PTN is highly expressed in favourable neuroblastomas, whereas it is expressed at a significantly lower level in advanced tumours [
22]. Low
CAMTA1 expression is associated with poor outcome [
23].
NCAM expression seems to enhance the malignancy of neuroblastoma cells and their tendency to metastasise [
24]. High
HuD (
ELAVL4) mRNA levels may predict a clinically favourable outcome [
25]. The fact that some of these genes were exclusively detected by the meta-analysis (Table ) underlines the benefit of cross-study analyses for investigation of tumour subgroups. Interestingly, the 72 genes found to be significant for the investigated subgroup of neuroblastoma tumours also show a distinct differential expression in other prognostic subgroups and may thus be used as a general prognostic marker for neuroblastoma patients. Moreover, this result suggests that, although for neuroblastoma tumours several different clinical stages and risk groups are defined, on the level of gene expression they seem to comprise only two distinct biological entities associated with adverse patient outcome.

(Dataset items)
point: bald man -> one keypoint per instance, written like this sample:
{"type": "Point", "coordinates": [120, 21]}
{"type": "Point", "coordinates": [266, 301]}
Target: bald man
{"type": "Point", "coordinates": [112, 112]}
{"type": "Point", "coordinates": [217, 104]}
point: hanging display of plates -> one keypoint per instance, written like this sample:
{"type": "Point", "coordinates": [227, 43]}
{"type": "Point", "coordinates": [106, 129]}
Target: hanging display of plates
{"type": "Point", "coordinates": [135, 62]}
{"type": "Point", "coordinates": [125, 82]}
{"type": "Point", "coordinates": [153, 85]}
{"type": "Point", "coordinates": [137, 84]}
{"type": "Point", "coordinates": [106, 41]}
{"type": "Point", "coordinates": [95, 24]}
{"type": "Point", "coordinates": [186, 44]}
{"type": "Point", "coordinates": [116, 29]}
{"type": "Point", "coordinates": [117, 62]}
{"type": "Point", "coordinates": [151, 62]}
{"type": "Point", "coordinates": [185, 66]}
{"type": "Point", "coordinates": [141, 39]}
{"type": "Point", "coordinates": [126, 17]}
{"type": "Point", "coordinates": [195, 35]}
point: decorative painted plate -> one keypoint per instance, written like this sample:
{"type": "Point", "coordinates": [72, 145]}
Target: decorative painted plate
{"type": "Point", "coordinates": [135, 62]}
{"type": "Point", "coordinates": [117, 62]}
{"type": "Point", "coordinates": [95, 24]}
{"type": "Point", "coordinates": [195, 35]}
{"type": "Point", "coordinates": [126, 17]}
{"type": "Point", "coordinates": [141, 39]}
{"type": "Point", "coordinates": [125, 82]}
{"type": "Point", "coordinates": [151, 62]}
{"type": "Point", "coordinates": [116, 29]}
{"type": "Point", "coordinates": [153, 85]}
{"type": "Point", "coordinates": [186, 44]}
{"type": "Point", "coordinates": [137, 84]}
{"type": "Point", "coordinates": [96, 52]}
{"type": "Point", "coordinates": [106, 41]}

> About this exercise
Pick up the text on gene expression in neuroblastoma after its last sentence and keep it going.

> Answer box
The GO based gene set enrichment analysis of the GO terms associated with the selected genes in our meta-analysis did not show that any GO term is overrepresented with high statistical significance. However, the p-values calculated in the gene set enrichment analysis provide a useful ranking of the GO annotation terms that we used to select the genes shown in table for characterization of the biological functions represented by the selected genes. Among the GO annotation terms associated with the genes selected in our meta-analysis, the GO-based gene set enrichment analysis highly ranked the cell cycle associated GO terms. The up-regulation of the expression of cell cycle genes in aggressive neuroblastoma tumours was already observed by Krasnoselsky et al. [
26] in a comparison of tumours of different stages and
MYCN amplification status, where patient outcome was not regarded. In addition to the cell cycle genes, gene set enrichment analysis of the GO terms associated with the significant genes resulted in high rankings of three other GO terms known to be affected in tumorigenesis: DNA damage response, negative regulation of MAPK activity [
27] and Wnt receptor signalling pathway [
28]. For DNA-damage response genes, higher expression can be observed in tumours with a unfavourable outcome than in tumours with favourable outcome. This effect can also be seen in other tumour entities like prostate cancer. For the gene
APEX1, gene expression data is available in the gene expression data repository Oncomine [
29] that shows increasing expression according to tumour malignancy (Additional File
1). This effect might be caused by accumulated genetic abberations in tumours with unfavourable outcome which trigger the activity of DNA-damage response genes.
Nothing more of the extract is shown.